- _STATED TASK_: Set down each line of the data below exactly as it stands, dropping the pictures.

- _INPUT FOR THIS TASK_:
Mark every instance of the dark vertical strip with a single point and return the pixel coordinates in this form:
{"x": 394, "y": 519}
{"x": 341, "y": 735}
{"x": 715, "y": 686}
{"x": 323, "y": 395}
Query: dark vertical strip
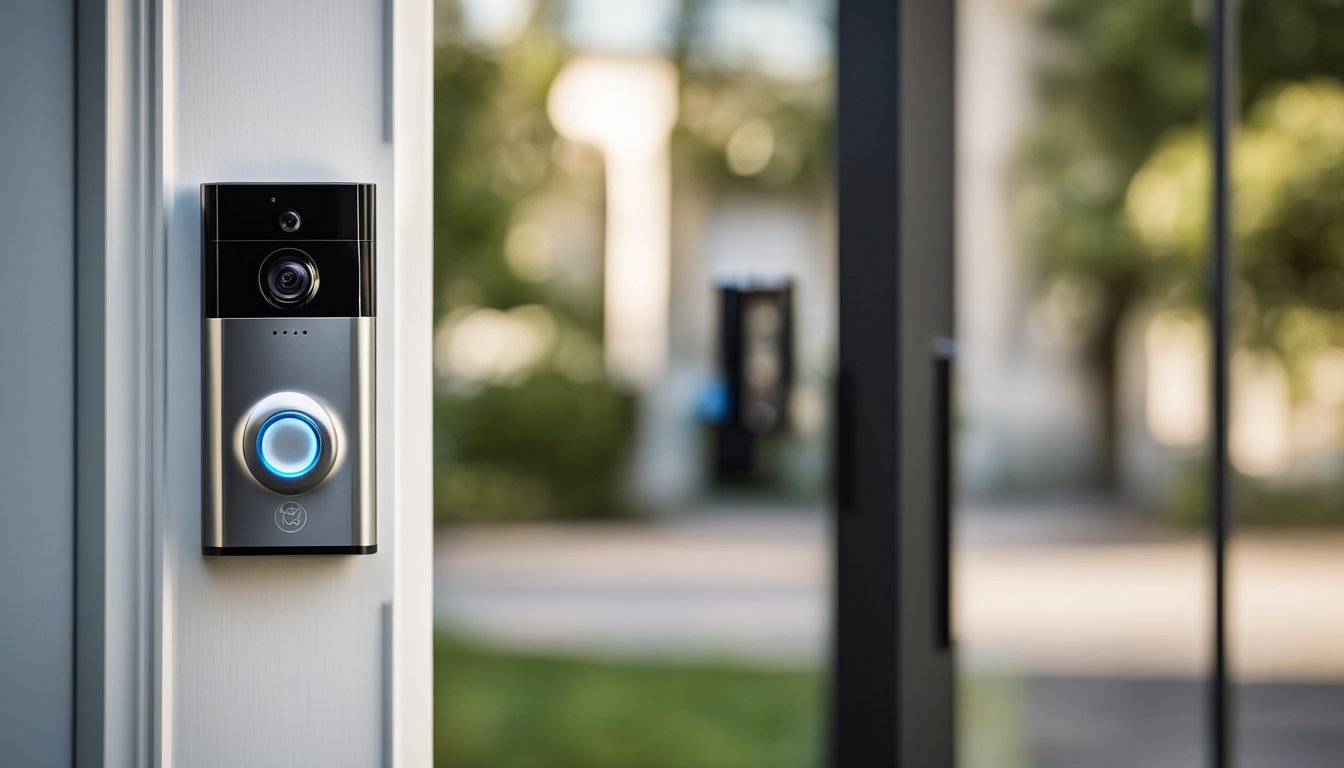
{"x": 944, "y": 355}
{"x": 864, "y": 722}
{"x": 387, "y": 70}
{"x": 1222, "y": 45}
{"x": 90, "y": 378}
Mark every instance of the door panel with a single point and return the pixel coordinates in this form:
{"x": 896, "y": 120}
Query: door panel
{"x": 36, "y": 349}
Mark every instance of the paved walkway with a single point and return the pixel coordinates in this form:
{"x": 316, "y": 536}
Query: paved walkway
{"x": 757, "y": 584}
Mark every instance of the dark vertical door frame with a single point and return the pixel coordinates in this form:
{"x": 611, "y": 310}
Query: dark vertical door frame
{"x": 1223, "y": 106}
{"x": 893, "y": 667}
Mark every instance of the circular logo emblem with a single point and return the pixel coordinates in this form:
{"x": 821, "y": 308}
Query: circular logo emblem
{"x": 290, "y": 517}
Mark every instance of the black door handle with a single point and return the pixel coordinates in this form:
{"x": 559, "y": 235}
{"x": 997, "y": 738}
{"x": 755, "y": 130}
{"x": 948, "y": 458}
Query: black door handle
{"x": 944, "y": 353}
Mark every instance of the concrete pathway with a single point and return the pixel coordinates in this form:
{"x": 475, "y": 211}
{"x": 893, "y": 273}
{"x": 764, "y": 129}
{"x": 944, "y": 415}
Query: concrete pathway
{"x": 756, "y": 585}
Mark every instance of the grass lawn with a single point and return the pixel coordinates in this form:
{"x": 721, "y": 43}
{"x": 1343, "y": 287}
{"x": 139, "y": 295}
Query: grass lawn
{"x": 508, "y": 710}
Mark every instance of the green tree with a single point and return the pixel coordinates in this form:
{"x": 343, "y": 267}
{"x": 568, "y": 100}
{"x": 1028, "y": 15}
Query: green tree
{"x": 1114, "y": 81}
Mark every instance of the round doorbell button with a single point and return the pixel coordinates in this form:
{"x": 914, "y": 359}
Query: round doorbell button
{"x": 289, "y": 443}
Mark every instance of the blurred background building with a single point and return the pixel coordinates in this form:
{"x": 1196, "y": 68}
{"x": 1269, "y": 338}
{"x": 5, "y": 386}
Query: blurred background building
{"x": 605, "y": 170}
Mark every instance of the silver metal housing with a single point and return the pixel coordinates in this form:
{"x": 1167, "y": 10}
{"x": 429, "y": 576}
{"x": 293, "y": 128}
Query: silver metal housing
{"x": 315, "y": 365}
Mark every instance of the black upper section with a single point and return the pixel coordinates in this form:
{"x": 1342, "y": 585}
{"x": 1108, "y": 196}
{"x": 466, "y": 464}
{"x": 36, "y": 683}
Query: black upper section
{"x": 241, "y": 227}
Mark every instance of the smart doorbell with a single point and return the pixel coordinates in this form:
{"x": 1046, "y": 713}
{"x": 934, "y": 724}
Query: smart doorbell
{"x": 288, "y": 339}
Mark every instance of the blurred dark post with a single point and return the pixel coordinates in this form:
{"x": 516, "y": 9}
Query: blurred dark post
{"x": 756, "y": 354}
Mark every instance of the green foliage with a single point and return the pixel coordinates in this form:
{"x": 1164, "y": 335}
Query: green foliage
{"x": 544, "y": 440}
{"x": 497, "y": 710}
{"x": 546, "y": 447}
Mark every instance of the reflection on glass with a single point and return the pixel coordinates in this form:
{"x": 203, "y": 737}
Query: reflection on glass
{"x": 1082, "y": 564}
{"x": 635, "y": 331}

- _WRITTEN REPLY_:
Mark every instance of the dark vertical strip with a single point and return the pixel coordinates in this form:
{"x": 394, "y": 519}
{"x": 341, "y": 735}
{"x": 715, "y": 686}
{"x": 323, "y": 395}
Query: dark vertical strip
{"x": 944, "y": 355}
{"x": 864, "y": 722}
{"x": 387, "y": 70}
{"x": 1222, "y": 45}
{"x": 90, "y": 378}
Mark every instance of the door panel with a single point and return the pixel coordinates in this form:
{"x": 896, "y": 120}
Query: door panel
{"x": 36, "y": 349}
Mark every instance of the paved walkway with a single point and return the pixel coordinates in this form:
{"x": 316, "y": 536}
Query: paved walkway
{"x": 757, "y": 584}
Mark every instance of the dark vertical door frame with a single point and return the pixel coordinates in this form:
{"x": 611, "y": 310}
Query: dark vertical door frame
{"x": 1223, "y": 106}
{"x": 893, "y": 667}
Mark every instance of the circular logo emblem with a single point and return the pixel coordinates in this form:
{"x": 821, "y": 308}
Query: circular logo emblem
{"x": 290, "y": 517}
Mark every instance of the black door handle with a single point and return the pixel coordinates in this form:
{"x": 559, "y": 235}
{"x": 997, "y": 738}
{"x": 755, "y": 130}
{"x": 948, "y": 458}
Query: black door handle
{"x": 944, "y": 353}
Mark every instance of the concrete pathway with a single point and return the pixel coordinates in this form:
{"x": 475, "y": 211}
{"x": 893, "y": 273}
{"x": 764, "y": 129}
{"x": 944, "y": 415}
Query: concrete pathway
{"x": 756, "y": 585}
Mark every instance of the grass lawn with a single point and return the pixel coordinates in this form:
{"x": 721, "y": 43}
{"x": 1343, "y": 287}
{"x": 139, "y": 295}
Query: grass lawn
{"x": 508, "y": 710}
Mark every instance of the green tree with a single point and return the pixel coordinates in this form:
{"x": 343, "y": 267}
{"x": 568, "y": 100}
{"x": 1028, "y": 15}
Query: green tree
{"x": 1114, "y": 81}
Mark every instance of the round doorbell button with a single point and return the pixel coordinates in this form:
{"x": 914, "y": 359}
Query: round doorbell button
{"x": 289, "y": 443}
Mark every instance of the blurred background building with a single point and return the pixel coordinates in this form:
{"x": 1196, "y": 68}
{"x": 1269, "y": 338}
{"x": 5, "y": 386}
Query: blurred background building
{"x": 605, "y": 170}
Mark every instance of the silver metal housing with a single point and return the pixel coordinates in this form:
{"x": 1167, "y": 10}
{"x": 429, "y": 576}
{"x": 293, "y": 128}
Query: silver metal housing
{"x": 315, "y": 365}
Mark every instance of the black upper section with a single point and return the pixel coordinates in this form:
{"x": 1342, "y": 585}
{"x": 1108, "y": 196}
{"x": 466, "y": 464}
{"x": 36, "y": 683}
Query: black upper section
{"x": 241, "y": 227}
Mark every instance of the smart doorbell with a single point and return the pixel coordinates in this form:
{"x": 1046, "y": 713}
{"x": 934, "y": 724}
Query: smart doorbell
{"x": 288, "y": 339}
Mark every instance of the blurred dark post with a single point and return the pixel coordinates in this form:
{"x": 516, "y": 9}
Query: blurred dark post
{"x": 756, "y": 354}
Mark every instance of the green foliage with a single point and return the pixel coordinates in this form:
{"x": 1164, "y": 335}
Query: green foliage
{"x": 544, "y": 440}
{"x": 497, "y": 710}
{"x": 546, "y": 447}
Mark every instance of the reflection on glass with a single point and return the pixel coordinates in this form:
{"x": 203, "y": 737}
Query: reflection on glass
{"x": 1082, "y": 564}
{"x": 635, "y": 331}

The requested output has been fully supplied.